***** EXTRACTED MATERIAL *****
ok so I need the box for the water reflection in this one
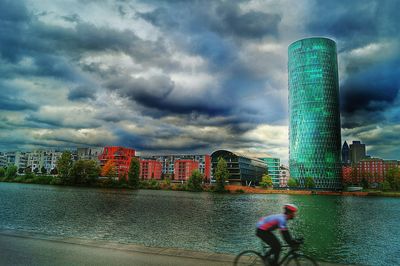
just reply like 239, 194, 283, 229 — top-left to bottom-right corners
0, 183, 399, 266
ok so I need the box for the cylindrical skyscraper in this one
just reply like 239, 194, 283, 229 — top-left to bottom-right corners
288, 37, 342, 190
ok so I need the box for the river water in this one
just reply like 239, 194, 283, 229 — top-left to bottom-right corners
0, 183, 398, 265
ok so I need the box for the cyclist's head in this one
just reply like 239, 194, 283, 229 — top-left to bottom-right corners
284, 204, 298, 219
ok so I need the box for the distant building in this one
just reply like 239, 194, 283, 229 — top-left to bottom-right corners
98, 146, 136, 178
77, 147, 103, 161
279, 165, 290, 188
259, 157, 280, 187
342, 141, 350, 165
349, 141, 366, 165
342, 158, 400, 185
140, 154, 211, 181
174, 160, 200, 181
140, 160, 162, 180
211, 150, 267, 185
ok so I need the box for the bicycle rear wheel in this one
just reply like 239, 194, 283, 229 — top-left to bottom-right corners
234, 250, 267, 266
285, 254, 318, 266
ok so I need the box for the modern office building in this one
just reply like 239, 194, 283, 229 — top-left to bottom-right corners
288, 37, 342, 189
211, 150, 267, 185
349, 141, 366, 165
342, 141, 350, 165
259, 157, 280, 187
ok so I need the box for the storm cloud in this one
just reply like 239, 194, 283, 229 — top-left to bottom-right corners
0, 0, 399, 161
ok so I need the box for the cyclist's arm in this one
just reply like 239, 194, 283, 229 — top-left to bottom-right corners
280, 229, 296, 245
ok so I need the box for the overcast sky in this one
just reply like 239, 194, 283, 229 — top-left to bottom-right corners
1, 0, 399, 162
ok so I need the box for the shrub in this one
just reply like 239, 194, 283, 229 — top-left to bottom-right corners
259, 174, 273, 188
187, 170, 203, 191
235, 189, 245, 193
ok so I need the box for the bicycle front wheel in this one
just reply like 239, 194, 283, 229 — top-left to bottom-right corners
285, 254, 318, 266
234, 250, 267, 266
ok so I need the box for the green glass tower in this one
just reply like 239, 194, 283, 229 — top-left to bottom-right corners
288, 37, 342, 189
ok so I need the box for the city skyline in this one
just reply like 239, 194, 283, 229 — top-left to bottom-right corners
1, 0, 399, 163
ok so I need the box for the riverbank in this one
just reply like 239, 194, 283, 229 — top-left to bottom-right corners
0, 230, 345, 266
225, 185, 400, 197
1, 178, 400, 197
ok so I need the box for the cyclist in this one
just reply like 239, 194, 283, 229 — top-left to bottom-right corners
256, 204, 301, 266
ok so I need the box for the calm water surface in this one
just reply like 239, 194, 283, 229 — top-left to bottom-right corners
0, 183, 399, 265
*****
***** EXTRACTED MATERIAL *****
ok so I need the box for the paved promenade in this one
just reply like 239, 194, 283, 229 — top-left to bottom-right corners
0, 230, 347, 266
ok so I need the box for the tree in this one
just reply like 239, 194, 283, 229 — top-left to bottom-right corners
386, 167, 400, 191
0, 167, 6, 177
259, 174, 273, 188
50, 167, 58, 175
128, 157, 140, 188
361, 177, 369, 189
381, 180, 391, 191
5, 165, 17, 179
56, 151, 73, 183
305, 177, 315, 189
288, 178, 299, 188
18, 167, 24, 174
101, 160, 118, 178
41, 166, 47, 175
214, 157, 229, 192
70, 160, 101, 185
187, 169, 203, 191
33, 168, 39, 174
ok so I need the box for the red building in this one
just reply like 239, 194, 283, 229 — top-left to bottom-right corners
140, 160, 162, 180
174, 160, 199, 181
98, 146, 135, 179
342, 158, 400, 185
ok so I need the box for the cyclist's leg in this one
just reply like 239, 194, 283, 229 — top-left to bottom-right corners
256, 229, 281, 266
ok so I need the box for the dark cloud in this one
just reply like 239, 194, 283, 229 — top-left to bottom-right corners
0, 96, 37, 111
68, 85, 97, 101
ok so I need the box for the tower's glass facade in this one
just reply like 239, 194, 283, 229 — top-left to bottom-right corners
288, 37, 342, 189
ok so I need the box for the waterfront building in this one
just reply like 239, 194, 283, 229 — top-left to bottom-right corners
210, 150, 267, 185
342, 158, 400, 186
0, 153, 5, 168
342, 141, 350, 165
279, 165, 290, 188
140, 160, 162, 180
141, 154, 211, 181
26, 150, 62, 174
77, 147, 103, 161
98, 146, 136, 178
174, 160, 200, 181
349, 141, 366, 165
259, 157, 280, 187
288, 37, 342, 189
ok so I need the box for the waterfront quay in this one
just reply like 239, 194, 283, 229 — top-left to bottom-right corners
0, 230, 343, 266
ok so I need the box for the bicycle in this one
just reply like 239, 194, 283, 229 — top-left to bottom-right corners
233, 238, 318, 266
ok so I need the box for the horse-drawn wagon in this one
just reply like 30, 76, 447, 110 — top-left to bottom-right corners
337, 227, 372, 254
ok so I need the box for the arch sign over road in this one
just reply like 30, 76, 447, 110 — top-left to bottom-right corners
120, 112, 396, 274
*****
***** EXTRACTED MATERIAL *****
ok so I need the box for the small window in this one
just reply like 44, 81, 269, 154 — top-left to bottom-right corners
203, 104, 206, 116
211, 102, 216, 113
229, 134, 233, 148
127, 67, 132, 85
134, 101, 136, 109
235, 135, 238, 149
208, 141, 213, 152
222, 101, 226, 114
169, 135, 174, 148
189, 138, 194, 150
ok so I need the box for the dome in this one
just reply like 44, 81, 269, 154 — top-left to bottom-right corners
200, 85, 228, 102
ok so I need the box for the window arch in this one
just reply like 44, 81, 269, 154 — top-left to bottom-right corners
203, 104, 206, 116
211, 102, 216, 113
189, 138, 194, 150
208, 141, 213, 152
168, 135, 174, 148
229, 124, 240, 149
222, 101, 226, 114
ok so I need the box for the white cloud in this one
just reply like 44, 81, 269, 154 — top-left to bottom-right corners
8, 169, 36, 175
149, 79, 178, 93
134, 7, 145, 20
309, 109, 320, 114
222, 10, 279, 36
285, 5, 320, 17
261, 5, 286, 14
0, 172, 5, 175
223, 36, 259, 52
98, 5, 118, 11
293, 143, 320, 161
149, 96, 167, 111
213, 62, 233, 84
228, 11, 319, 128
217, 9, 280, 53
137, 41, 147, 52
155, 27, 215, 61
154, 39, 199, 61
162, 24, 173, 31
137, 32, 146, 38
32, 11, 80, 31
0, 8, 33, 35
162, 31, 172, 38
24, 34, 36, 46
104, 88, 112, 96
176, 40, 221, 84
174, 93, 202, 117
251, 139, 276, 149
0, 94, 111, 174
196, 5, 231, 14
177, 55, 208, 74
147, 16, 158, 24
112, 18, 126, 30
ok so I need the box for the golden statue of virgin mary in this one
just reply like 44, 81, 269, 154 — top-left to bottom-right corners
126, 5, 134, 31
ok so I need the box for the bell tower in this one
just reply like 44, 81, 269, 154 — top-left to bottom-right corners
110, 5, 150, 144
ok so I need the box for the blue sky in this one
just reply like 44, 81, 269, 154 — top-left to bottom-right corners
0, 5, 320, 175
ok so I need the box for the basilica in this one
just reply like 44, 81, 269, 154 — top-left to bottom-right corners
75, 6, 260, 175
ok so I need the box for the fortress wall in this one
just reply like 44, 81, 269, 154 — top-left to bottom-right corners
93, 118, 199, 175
*****
ACTION ITEM: Filter the preceding entries down to the lines with "cyclist".

REPLY:
ok so I need the box for the cyclist's head in this one
ok so I need the box for the cyclist's arm in this one
ok so I need the box for the cyclist in this one
ok so I need the box for the cyclist's leg in this one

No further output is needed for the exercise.